* _SOURCE DOCUMENT_:
⁂

Rasmussen’s “success” in Libya has been slow to yield the Western oil companies the prize they so coveted. Indeed, the pervasive atmosphere of violence and almost total lack of state security has meant that, far from there being more Western companies in Libya, those who had already been there during the Jamahiriya are now fleeing the country–trying to offload their investments at hugely discounted prices to anyone foolhardy enough to buy. A strike in the oil industry has brought the country to a virtual standstill. Eastern Libya threatens to set up an autonomous state, and demands its “its oil” be used only for Eastern Libya. In the south of the country, no element of any sort of state is to be found. Water supplies from Al Gaddafi’s Great Man Made River have been cut, in protest at the police kidnapping of a young women. Today, Libya is under the de facto control of approximately 1700 militias, who subject the people to whatever laws they want to make up –including public floggings for breaking Islamic codes. There are constant turf wars between these militias, which not only claim the lives of militia members, but also members of the public, who are often caught in the crossfire. Most political parties have withdrawn from the so-called National Congress, leaving the Muslim Brotherhood to keep up the pretense of a government.
Libya, Somalia, DR Congo, Mali–it seems that these broken states follow the AFRICOM/NATO paradigm for Africa. The hope now is that Syria can join the list of once-states that “we Westerners” can feel confident will stay put in the dark ages, and never raise their heads again. Perhaps, when Rasmussen described NATO’s war against the Libyan people as a success, he simply meant that Libya’s oil and water will no longer be used as a means to unite Africa. From now on, Libyan resources will be used as a weapon against Africa–to fund the further imperialist domination of Africa.
Despite all of this, Professor Campbell concludes on a note of hope, defiance, and respect for the African leader and martyr, Muammar al-Gaddafi, perhaps gained through the writing of this book. Africans, he believes, have come to the realization that the time has come when they must intensify their efforts for African Unity. Only a United Africa can secure the people of Africa the peace, justice and prosperity they so richly deserve, and which the great natural and human wealth of Africa should guarantee them. Campbell concludes: “It is now clearer that the decision to execute Muammar Gaddafi was made to silence one voice for anti-imperialism. Far from humiliating and silencing Africans, there is now a realization that the work for the freedom and unity of Africa must be engaged with even more clarity. The execution had the opposite effect, and the work of expelling foreign military forces from Africa will now be more intense.”

⁂

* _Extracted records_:
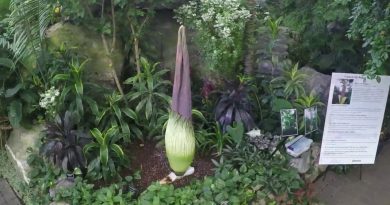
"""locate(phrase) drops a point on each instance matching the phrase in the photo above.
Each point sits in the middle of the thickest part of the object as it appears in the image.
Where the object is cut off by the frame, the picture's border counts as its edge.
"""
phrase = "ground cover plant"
(111, 141)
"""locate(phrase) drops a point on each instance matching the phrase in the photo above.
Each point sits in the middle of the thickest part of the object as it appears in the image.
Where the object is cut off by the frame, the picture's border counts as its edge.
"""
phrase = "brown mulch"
(151, 161)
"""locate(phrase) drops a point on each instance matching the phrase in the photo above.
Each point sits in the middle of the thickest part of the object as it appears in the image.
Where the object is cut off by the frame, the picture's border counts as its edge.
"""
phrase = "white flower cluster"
(48, 98)
(219, 25)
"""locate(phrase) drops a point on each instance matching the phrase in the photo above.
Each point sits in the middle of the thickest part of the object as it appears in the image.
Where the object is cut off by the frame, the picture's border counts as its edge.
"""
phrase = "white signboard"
(353, 119)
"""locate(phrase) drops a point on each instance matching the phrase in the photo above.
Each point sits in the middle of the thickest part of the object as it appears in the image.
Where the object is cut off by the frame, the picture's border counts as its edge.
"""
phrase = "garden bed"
(153, 165)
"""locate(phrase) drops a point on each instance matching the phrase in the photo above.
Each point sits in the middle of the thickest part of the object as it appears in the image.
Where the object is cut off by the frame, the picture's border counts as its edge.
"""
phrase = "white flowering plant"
(48, 101)
(219, 26)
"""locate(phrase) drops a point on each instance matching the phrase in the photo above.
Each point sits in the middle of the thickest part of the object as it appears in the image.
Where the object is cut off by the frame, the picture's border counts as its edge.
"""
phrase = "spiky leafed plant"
(179, 135)
(63, 145)
(28, 22)
(234, 106)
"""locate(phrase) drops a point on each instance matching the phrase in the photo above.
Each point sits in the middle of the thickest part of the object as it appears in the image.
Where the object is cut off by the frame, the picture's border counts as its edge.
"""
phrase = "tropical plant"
(291, 81)
(307, 101)
(107, 154)
(218, 140)
(219, 27)
(63, 144)
(27, 22)
(318, 33)
(370, 22)
(117, 114)
(149, 88)
(234, 106)
(73, 90)
(148, 94)
(179, 135)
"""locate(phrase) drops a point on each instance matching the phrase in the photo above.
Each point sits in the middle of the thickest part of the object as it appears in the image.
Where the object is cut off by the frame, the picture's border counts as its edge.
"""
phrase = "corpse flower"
(179, 135)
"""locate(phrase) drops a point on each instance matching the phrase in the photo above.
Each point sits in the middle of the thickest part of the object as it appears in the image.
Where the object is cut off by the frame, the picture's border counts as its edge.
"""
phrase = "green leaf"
(12, 91)
(6, 62)
(15, 113)
(118, 150)
(79, 87)
(97, 135)
(237, 132)
(148, 108)
(280, 103)
(118, 112)
(60, 77)
(88, 147)
(130, 113)
(104, 155)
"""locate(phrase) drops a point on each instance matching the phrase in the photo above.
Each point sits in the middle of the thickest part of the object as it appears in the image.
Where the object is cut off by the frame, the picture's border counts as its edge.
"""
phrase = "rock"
(164, 38)
(317, 82)
(90, 45)
(4, 8)
(19, 140)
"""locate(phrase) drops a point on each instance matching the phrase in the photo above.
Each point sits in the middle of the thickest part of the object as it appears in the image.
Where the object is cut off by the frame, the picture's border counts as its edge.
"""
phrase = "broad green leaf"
(97, 135)
(141, 105)
(6, 62)
(279, 104)
(60, 77)
(130, 113)
(12, 91)
(104, 154)
(117, 111)
(79, 87)
(88, 147)
(149, 108)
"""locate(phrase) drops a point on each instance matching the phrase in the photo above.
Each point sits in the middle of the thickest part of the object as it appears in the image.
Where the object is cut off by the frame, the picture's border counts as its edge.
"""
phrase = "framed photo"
(289, 122)
(342, 91)
(311, 120)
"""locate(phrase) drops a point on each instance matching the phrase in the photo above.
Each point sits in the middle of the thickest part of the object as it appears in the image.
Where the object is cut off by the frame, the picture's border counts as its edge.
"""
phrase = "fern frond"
(28, 22)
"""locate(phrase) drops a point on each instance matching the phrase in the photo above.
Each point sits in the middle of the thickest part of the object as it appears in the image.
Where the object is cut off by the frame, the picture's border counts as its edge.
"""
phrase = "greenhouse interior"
(208, 102)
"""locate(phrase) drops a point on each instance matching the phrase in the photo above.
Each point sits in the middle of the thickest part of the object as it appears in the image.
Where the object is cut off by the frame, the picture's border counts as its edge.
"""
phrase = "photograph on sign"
(354, 117)
(342, 91)
(289, 122)
(311, 120)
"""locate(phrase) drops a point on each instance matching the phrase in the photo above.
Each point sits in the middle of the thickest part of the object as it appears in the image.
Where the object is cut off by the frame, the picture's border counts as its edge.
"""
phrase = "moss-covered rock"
(4, 8)
(89, 44)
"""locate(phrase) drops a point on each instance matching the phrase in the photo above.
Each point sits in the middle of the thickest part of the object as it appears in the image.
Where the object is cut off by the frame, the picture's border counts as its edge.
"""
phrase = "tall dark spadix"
(179, 135)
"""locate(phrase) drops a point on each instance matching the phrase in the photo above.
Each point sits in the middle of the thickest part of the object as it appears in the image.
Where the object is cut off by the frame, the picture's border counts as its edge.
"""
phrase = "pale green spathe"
(179, 143)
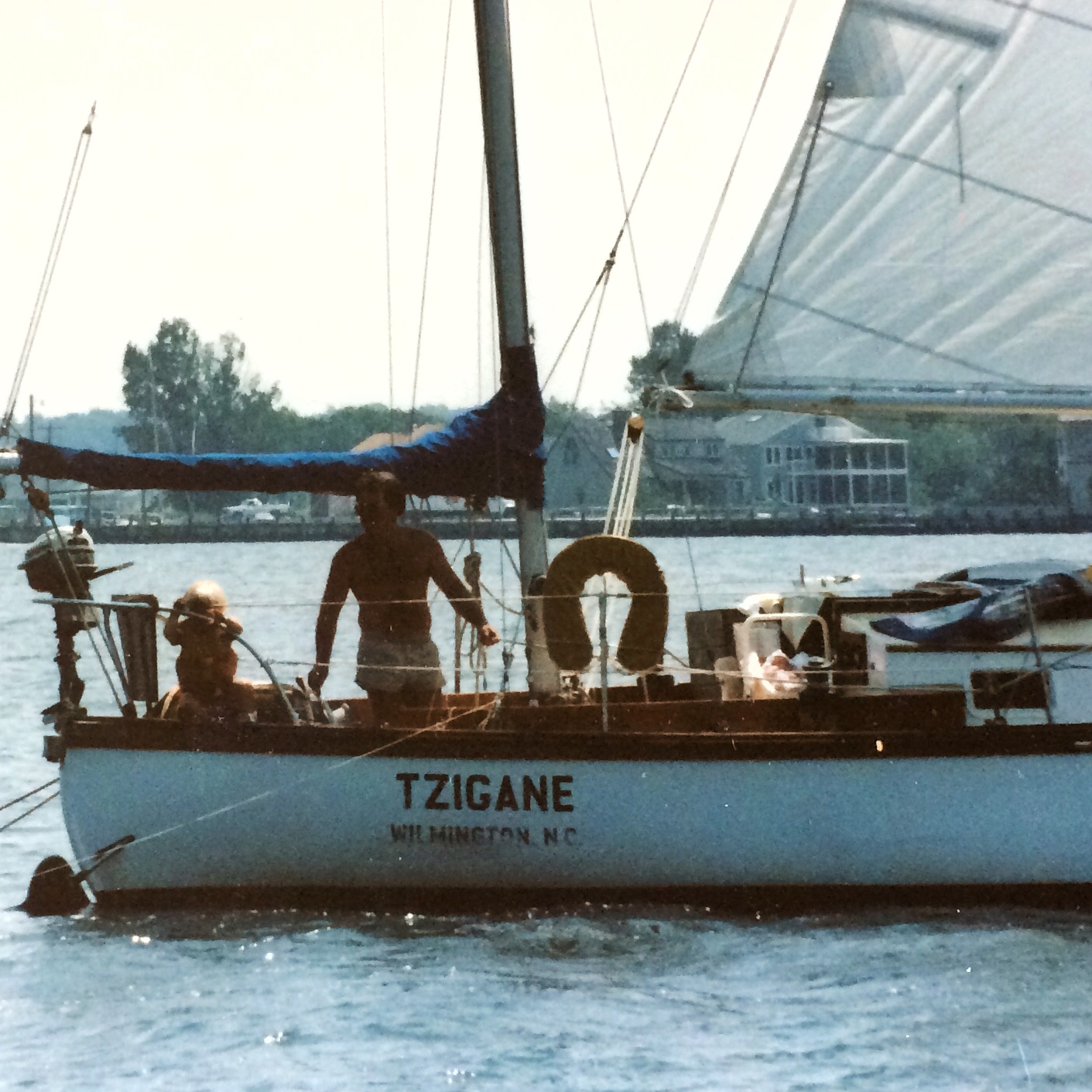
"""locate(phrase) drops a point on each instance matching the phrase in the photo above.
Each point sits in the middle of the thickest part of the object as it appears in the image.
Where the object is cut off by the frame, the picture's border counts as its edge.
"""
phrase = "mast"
(518, 371)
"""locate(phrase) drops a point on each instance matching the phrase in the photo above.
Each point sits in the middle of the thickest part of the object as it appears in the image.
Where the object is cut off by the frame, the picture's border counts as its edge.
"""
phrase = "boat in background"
(815, 756)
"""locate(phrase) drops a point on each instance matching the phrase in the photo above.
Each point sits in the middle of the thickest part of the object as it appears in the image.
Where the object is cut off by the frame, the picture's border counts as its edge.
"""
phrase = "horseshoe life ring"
(641, 645)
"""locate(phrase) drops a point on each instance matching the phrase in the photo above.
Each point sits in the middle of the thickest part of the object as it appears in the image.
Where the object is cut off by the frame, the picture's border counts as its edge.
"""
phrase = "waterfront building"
(771, 459)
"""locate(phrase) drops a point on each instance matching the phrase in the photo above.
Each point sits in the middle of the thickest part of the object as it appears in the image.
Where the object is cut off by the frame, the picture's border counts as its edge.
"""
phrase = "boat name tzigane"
(441, 792)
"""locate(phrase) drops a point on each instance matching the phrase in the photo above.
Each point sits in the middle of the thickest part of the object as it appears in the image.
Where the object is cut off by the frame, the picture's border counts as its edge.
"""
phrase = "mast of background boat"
(518, 369)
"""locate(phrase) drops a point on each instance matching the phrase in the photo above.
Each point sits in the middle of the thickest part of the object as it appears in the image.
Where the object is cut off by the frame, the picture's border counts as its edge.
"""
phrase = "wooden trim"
(985, 647)
(908, 724)
(771, 901)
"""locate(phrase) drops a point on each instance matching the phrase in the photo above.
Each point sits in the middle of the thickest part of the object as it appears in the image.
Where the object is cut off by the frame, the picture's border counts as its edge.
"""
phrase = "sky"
(236, 180)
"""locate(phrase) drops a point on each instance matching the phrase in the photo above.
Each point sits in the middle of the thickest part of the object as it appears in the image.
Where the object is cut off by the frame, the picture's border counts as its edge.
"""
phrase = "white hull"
(215, 823)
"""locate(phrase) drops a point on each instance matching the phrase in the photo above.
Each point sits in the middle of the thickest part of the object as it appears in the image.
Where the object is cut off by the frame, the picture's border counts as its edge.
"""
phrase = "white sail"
(940, 249)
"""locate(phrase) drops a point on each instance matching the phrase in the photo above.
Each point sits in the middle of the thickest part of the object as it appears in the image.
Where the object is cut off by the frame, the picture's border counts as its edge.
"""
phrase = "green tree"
(669, 350)
(187, 395)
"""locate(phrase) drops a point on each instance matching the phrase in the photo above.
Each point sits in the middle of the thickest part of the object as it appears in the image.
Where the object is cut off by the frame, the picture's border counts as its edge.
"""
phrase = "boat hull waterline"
(313, 830)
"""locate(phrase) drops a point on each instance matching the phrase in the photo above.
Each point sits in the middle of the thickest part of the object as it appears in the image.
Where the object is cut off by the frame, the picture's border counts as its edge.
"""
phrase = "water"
(598, 998)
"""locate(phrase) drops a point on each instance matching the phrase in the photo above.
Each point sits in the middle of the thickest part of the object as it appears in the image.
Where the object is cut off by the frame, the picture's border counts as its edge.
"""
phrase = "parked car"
(255, 510)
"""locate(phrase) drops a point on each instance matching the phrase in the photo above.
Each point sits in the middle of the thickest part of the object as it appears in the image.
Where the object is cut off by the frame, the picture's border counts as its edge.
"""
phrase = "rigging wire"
(76, 172)
(432, 210)
(387, 225)
(961, 175)
(29, 812)
(703, 250)
(1056, 16)
(671, 106)
(481, 265)
(637, 191)
(33, 792)
(784, 235)
(893, 339)
(621, 186)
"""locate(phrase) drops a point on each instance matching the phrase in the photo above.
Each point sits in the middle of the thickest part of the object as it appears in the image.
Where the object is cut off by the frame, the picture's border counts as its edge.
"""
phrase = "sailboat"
(879, 768)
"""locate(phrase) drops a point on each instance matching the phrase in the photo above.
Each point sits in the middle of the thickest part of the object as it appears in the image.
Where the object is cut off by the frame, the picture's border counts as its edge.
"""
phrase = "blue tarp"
(999, 613)
(491, 451)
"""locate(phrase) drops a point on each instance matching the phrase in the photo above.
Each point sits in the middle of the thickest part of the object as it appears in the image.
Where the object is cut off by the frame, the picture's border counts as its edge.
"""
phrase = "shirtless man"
(388, 569)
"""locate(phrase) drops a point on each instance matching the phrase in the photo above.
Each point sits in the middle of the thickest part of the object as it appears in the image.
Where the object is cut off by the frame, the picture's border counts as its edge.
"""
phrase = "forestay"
(940, 248)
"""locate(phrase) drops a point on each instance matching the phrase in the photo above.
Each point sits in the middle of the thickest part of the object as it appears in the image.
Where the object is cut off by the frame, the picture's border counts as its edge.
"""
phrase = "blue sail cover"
(491, 451)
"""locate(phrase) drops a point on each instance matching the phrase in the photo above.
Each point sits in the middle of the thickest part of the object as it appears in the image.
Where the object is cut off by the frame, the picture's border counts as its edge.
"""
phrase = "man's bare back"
(388, 569)
(389, 576)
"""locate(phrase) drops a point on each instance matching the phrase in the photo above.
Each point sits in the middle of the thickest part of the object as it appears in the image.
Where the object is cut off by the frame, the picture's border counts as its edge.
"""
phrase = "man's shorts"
(399, 666)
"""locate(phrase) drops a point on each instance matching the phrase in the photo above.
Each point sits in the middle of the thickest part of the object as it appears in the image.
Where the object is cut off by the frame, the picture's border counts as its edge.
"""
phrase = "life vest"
(641, 647)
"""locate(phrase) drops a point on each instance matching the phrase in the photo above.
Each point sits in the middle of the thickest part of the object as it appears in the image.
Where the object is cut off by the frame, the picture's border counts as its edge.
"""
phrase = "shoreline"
(454, 526)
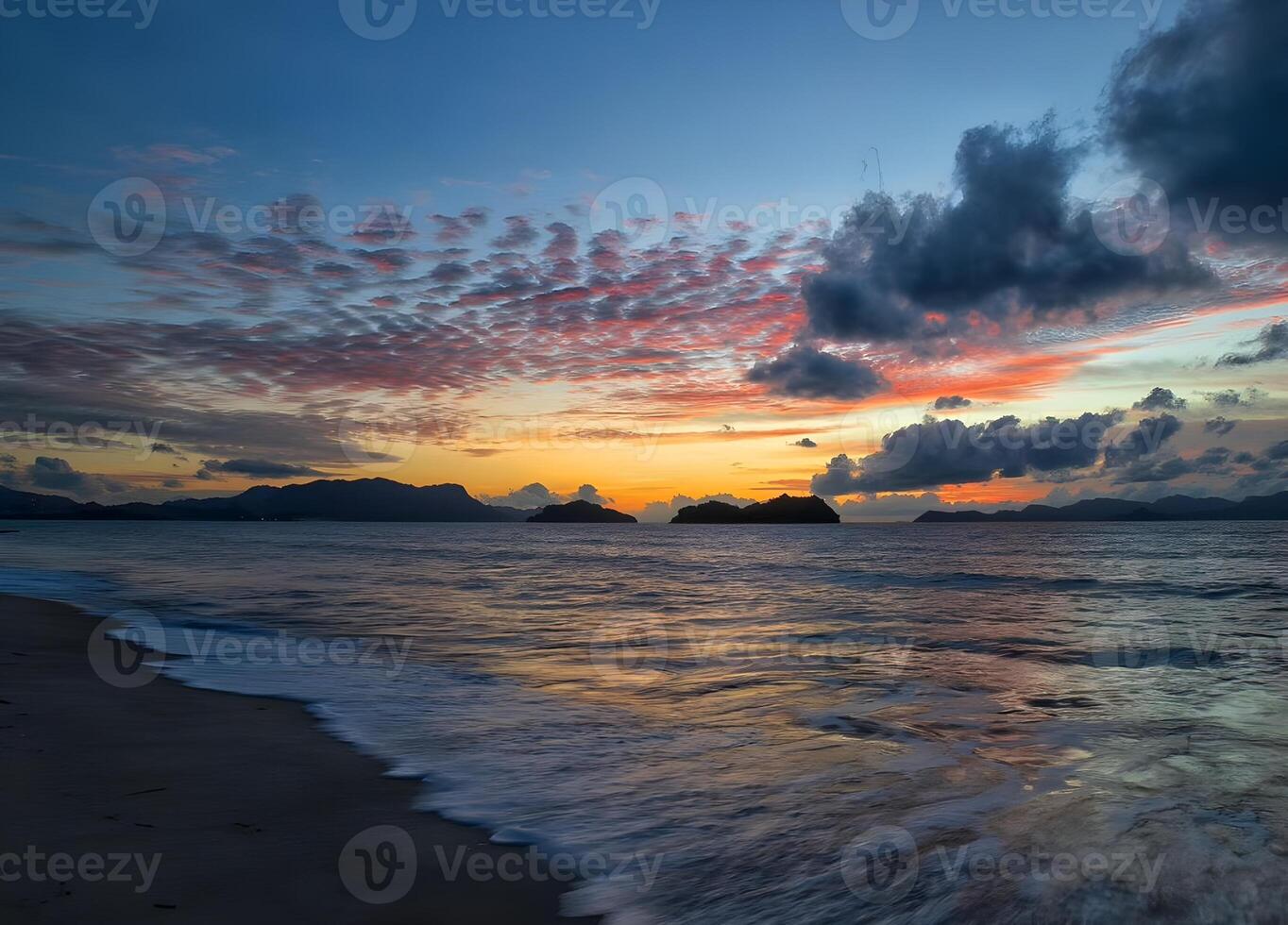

⁂

* _ASSIGNMENT A_: According to the Libya passage, roughly how many militias hold de facto control of Libya?
* _ASSIGNMENT B_: Repeat the Libya passage word for word between "Libya, Somalia, DR" and "domination of Africa.", inclusive.
The data play no part in the work here.

* _EXPECTED OUTPUT A_: Approximately 1700 militias.

* _EXPECTED OUTPUT B_:
Libya, Somalia, DR Congo, Mali–it seems that these broken states follow the AFRICOM/NATO paradigm for Africa. The hope now is that Syria can join the list of once-states that “we Westerners” can feel confident will stay put in the dark ages, and never raise their heads again. Perhaps, when Rasmussen described NATO’s war against the Libyan people as a success, he simply meant that Libya’s oil and water will no longer be used as a means to unite Africa. From now on, Libyan resources will be used as a weapon against Africa–to fund the further imperialist domination of Africa.